===== Exercise data
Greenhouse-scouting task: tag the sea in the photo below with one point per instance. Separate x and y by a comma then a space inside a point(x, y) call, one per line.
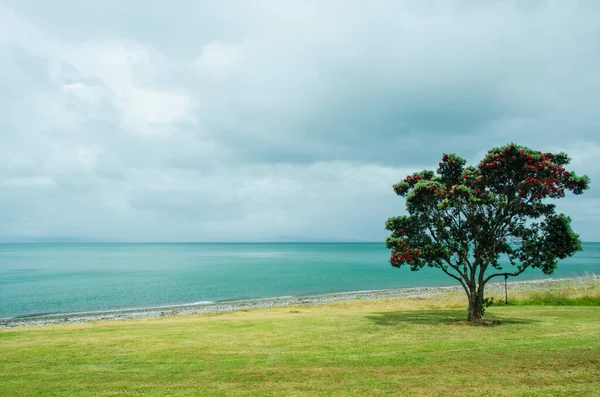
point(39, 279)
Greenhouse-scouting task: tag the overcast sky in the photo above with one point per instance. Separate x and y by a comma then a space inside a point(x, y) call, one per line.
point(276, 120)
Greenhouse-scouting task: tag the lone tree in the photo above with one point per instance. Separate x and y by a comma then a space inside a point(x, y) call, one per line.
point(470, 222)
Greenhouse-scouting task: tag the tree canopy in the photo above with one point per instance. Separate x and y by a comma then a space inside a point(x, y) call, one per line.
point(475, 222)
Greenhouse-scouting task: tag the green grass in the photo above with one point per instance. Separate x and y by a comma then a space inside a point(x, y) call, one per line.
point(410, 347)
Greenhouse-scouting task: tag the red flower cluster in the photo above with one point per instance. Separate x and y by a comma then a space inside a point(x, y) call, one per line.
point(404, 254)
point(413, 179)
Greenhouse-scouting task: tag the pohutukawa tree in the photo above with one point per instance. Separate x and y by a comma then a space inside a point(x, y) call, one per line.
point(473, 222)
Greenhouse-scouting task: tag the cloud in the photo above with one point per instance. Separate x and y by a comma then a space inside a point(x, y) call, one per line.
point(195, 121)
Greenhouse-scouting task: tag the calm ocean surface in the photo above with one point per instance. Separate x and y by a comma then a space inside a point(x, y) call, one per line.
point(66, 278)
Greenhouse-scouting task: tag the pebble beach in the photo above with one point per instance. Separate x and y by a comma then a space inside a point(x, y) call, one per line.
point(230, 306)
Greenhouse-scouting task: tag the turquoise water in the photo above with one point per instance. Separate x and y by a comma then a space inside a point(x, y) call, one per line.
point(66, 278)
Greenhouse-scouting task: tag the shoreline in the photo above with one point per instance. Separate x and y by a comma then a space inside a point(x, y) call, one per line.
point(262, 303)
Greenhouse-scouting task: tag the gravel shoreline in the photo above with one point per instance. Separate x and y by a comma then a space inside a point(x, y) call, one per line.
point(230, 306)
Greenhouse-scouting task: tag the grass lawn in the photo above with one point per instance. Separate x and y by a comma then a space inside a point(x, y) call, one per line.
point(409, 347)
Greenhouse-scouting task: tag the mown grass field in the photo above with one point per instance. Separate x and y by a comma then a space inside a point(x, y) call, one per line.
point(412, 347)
==========
===== Exercise data
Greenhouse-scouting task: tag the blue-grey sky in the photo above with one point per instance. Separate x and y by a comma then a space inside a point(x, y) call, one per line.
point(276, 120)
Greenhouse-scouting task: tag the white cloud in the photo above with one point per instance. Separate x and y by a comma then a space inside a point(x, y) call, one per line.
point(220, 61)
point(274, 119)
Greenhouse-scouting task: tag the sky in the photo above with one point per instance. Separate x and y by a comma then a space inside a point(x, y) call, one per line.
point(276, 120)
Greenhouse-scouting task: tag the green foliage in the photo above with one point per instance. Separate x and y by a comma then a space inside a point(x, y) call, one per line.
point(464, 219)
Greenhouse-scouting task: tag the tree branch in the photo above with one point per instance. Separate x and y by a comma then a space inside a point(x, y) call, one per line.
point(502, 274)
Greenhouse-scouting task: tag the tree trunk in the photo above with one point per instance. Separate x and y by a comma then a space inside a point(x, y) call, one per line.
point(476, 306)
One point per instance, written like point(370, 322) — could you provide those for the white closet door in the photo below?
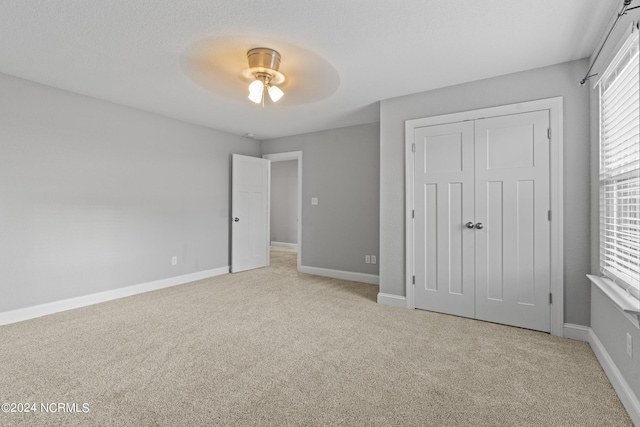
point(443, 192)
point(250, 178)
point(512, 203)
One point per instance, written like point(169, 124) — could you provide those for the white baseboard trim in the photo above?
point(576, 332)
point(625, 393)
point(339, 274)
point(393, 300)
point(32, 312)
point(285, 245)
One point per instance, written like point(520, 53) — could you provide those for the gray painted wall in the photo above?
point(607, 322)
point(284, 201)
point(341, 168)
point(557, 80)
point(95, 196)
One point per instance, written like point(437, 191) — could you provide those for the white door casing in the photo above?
==========
How to complete this task – Taking the records above, print only and exactly the lines from the line with "Greenhouse-scouting task: tag the tree trunk" to the line with "One point per instance, written like point(437, 191)", both kept, and exclude pictures.

Solution below –
Greenhouse-scouting task: tag the tree trunk in the photo above with one point per instance. Separate x and y by a comma then a space inside a point(x, y) call, one per line.
point(476, 306)
One point per instance, written like point(370, 322) — could you provide those for the white closet door in the photo below?
point(443, 192)
point(250, 178)
point(512, 203)
One point per instance, written like point(169, 124) — could you provide those for the white baseboard trim in the photo above?
point(576, 332)
point(625, 393)
point(339, 274)
point(393, 300)
point(32, 312)
point(285, 245)
One point per instance, written like point(520, 53) — could you provide those for the gray painted wall in the photo above?
point(607, 322)
point(284, 201)
point(341, 168)
point(557, 80)
point(95, 196)
One point per instance, written like point(437, 191) — could you provide those for the white door casing in the photo above?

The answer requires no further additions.